• Document passage
The math program MLAB is short on Mac amenities but is quite powerful for a large range of science applications. This includes any activities in which the expected behavior model of the underlying physical, chemical, or biological system is an ordinary differential equation or system of equations. That's a big range. In fact, MLab is more than a match for Prescience's Theorist, a middleweight symbolic-math package; moreover, in its own domain MLab shows several advantages over Wolfram Research's Mathematica.
MLab, which was developed at the National Institutes of Health, is not a general-purpose math program. It's essentially a programming language, drawing on constructs from Pascal, FORTRAN, and BASIC, that implements a large assortment of commands for fitting experimental data to dynamical (usually differential-equation) models. MLab also covers statistics (descriptive, cluster-analysis, and survival analysis), fast-matrix algebra, and an assortment of graphs oriented toward presentation in scientific journals.
By Mac software-interface standards, MLab is pretty primitive---its Unix and DOS origins make it a good choice for researchers familiar with text-based command-line programming. At start-up MLab displays a blank console window with no horizontal-scrolling or sizing capabilities. The File menu doesn't even include old favorite commands such as Open. The program requires a 68020 or higher processor and hardware math coprocessor (the on-CPU hardware math in the Quadra 650, 800, and 950 works), and it doesn't yet come in a Power Mac version. However, it can function in less than 2MB of free RAM, making it the least-demanding high-powered science application for the Mac.
The payoff in MLab, compared with other scientific software, lies in the large number of carefully explained, easy-to-program examples included in its truly superior documentation. The tutorials on enzyme kinetics, multicompartmental pharmacological models, pulsed magnetic-resonance spectroscopy, nonlinear oscillators, and nearly 30 other scientific topics are clear and full of practical examples. In principle, you could do this sort of modeling in Mathematica or many other packages with well-designed floating-point numerics. The difference is that MLab tells you explicitly how to do it, with instructions written by scientists for scientists.
The Last Word MLab lets you do fast computation on numerically complex real-world problems, using only an ancient Mac II or higher. You must be willing to write short (usually single-page) programs, but MLab will reward the professional researcher with its mathematical-modeling capabilities.

• Tasks to complete
(1) Which tutorial topics does the MLab review name specifically?
(2) Can you rewrite the paragraph of the MLab review that begins "By Mac software-interface standards" as a bulleted list that keeps its main facts?

• Dataset records
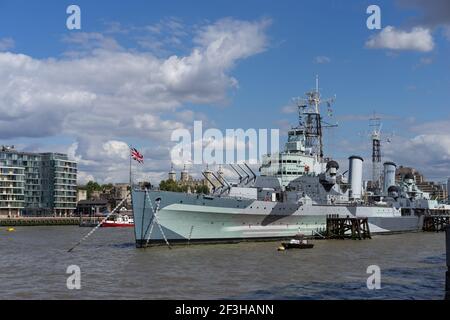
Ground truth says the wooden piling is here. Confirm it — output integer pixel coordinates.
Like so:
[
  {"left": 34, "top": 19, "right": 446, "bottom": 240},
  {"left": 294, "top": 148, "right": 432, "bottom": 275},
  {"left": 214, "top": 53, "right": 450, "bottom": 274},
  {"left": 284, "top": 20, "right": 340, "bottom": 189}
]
[{"left": 326, "top": 215, "right": 371, "bottom": 240}]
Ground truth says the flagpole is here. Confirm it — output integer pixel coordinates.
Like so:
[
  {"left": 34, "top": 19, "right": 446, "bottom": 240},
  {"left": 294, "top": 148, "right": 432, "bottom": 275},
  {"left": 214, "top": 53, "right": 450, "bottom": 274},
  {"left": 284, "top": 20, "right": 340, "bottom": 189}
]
[{"left": 130, "top": 147, "right": 133, "bottom": 190}]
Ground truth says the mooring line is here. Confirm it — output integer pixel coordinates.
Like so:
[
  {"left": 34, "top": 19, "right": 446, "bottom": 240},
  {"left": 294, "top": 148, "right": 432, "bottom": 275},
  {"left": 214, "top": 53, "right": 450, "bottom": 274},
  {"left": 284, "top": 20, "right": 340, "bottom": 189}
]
[
  {"left": 67, "top": 193, "right": 130, "bottom": 252},
  {"left": 145, "top": 189, "right": 172, "bottom": 249}
]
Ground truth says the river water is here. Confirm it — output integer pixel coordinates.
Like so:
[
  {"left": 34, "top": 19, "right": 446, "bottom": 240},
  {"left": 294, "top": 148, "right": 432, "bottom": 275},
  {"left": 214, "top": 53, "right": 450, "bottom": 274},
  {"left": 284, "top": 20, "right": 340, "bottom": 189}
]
[{"left": 0, "top": 226, "right": 446, "bottom": 299}]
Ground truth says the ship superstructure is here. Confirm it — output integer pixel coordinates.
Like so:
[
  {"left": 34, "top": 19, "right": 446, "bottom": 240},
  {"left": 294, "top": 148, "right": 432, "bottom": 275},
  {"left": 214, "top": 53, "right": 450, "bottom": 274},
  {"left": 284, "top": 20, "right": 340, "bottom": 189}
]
[{"left": 132, "top": 82, "right": 422, "bottom": 246}]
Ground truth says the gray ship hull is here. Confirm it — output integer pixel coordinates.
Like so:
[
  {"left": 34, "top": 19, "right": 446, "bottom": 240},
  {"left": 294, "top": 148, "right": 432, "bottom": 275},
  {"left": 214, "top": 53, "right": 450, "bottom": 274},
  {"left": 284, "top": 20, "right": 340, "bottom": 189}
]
[{"left": 132, "top": 190, "right": 422, "bottom": 247}]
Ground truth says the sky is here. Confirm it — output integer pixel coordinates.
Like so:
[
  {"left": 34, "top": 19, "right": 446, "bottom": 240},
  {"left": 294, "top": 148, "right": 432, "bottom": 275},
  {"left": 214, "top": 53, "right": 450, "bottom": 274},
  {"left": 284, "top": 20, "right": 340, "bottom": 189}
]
[{"left": 0, "top": 0, "right": 450, "bottom": 183}]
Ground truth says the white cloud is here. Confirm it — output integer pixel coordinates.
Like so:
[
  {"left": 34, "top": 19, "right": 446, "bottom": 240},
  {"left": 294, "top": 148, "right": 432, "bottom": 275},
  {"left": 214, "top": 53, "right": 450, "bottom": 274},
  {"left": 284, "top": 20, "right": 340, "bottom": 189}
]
[
  {"left": 314, "top": 56, "right": 331, "bottom": 64},
  {"left": 0, "top": 38, "right": 15, "bottom": 51},
  {"left": 384, "top": 120, "right": 450, "bottom": 179},
  {"left": 366, "top": 26, "right": 434, "bottom": 52},
  {"left": 0, "top": 19, "right": 270, "bottom": 181}
]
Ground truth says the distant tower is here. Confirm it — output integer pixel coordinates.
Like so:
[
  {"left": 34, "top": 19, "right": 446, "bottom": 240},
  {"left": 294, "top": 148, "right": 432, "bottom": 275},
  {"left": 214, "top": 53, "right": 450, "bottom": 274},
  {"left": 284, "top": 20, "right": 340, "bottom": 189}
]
[
  {"left": 169, "top": 164, "right": 177, "bottom": 181},
  {"left": 217, "top": 166, "right": 225, "bottom": 183},
  {"left": 370, "top": 113, "right": 382, "bottom": 189},
  {"left": 181, "top": 165, "right": 189, "bottom": 182},
  {"left": 203, "top": 165, "right": 214, "bottom": 192}
]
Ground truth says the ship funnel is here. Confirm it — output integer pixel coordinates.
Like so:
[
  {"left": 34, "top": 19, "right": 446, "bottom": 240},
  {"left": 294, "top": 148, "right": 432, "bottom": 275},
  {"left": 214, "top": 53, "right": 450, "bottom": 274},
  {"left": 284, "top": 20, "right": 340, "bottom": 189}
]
[
  {"left": 348, "top": 156, "right": 364, "bottom": 199},
  {"left": 383, "top": 162, "right": 397, "bottom": 194}
]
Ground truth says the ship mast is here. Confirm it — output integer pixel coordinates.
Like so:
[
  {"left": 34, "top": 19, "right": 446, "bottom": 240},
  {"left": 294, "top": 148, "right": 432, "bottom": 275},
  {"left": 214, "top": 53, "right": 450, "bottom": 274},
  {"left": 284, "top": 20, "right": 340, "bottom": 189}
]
[
  {"left": 295, "top": 76, "right": 337, "bottom": 160},
  {"left": 369, "top": 113, "right": 382, "bottom": 190}
]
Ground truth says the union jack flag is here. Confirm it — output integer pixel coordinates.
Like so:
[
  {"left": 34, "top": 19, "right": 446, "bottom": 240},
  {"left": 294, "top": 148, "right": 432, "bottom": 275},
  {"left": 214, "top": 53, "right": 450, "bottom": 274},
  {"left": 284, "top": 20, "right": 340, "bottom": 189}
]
[{"left": 130, "top": 147, "right": 144, "bottom": 163}]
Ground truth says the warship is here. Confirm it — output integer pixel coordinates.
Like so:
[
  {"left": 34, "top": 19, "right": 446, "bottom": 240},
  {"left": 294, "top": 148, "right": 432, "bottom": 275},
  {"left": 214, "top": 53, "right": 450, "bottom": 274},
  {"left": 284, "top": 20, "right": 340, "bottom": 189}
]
[{"left": 132, "top": 82, "right": 435, "bottom": 247}]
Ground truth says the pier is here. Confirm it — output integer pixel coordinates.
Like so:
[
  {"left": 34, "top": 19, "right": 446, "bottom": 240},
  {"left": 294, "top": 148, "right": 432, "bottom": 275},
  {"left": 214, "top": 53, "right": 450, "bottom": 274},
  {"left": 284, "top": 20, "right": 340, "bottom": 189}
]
[
  {"left": 326, "top": 214, "right": 371, "bottom": 240},
  {"left": 423, "top": 214, "right": 450, "bottom": 232},
  {"left": 0, "top": 217, "right": 103, "bottom": 227}
]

• Results for each task
(1)
- Enzyme kinetics
- Multicompartmental pharmacological models
- Pulsed magnetic-resonance spectroscopy
- Nonlinear oscillators

(2)
- MLab's interface is primitive by Mac standards. Its Unix and DOS origins suit researchers familiar with text-based command-line programming.
- At start-up it shows a blank console window that cannot scroll horizontally or be resized.
- The File menu lacks standard commands such as Open.
- It requires a 68020 or higher processor and a hardware math coprocessor. The on-CPU math in the Quadra 650, 800, and 950 qualifies.
- There is no Power Mac version yet.
- It runs in less than 2MB of free RAM, making it the least-demanding high-powered science application for the Mac.